● **Exercise passage**

== Segment start ==

Frequently, in the past couple of years a question has emerged regarding how to handle a very specific situation in mental health treatment. That situation is what to do when a patient appropriate for PTSD treatment is also taking medicinal grade prescription cannabis for other issues such as chronic pain, anxiety or insomnia. What makes this question unique from the issue of any substance use/abuse during mental health treatment is the unknown quality of this substance. For instance, if a patient states they drink 2-3 glasses of wine approximately 3 nights a week, we have a good idea of how this substance use may affect their ability to process cognitions and emotions. However, with cannabis there are many questions.
Is all medical-grade cannabis of the same quality? Is the THC level low enough that therapists don’t need to be concerned about patients being “high” during sessions or while doing assigned homework?
Marijuana is not a uniform product, varying considerably by strain, cultivation technique, and manner of processing. The resulting cannabis phenotypes contribute to wide variations in potency across both time and place. Interestingly, there appears to be a tendency among U.S. home cultivators toward growing higher potency medical marijuana than what is otherwise generally available.

== Segment end ==

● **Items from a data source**
== Segment start ==

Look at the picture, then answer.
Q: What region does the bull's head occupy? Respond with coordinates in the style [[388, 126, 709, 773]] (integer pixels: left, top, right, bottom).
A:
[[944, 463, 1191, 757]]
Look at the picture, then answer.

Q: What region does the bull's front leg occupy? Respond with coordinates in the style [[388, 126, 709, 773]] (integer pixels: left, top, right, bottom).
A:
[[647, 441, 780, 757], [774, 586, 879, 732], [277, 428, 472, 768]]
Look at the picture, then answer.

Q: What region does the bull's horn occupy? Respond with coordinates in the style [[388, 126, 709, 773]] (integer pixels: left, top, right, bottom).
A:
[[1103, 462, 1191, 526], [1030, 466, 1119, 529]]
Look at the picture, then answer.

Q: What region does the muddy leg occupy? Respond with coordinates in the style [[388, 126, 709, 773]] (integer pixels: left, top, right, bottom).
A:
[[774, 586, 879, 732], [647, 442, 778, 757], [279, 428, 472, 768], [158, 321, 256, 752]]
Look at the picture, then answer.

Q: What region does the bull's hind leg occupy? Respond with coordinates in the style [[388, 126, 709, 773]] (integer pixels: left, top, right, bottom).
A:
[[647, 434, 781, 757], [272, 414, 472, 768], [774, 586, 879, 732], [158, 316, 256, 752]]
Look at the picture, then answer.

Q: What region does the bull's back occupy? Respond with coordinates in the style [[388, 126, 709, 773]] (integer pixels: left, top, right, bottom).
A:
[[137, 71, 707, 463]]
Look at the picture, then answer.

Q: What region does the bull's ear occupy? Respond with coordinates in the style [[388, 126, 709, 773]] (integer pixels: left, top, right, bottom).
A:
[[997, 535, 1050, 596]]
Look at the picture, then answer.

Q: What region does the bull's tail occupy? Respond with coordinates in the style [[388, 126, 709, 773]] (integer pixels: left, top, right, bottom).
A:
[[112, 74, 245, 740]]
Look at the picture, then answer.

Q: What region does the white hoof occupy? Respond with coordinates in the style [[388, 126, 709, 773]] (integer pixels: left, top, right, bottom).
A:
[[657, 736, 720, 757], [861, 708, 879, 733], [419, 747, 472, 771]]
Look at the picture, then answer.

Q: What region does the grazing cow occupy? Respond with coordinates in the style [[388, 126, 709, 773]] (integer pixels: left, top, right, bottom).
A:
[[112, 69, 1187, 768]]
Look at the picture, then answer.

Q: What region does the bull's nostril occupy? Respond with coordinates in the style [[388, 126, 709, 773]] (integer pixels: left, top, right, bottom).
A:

== Segment end ==

● **Task list**
1. Rewrite the passage on cannabis and PTSD treatment starting with "Is all medical-grade" and going on through "doing assigned homework?", replacing "therapists" with "clinicians".
2. In the passage on cannabis and PTSD treatment, what tendency appears among U.S. home cultivators?
You can set the material aside.

● **Problem solutions**
1.
Is all medical-grade cannabis of the same quality? Is the THC level low enough that clinicians don’t need to be concerned about patients being “high” during sessions or while doing assigned homework?

2. They tend to grow higher potency medical marijuana than what is otherwise generally available.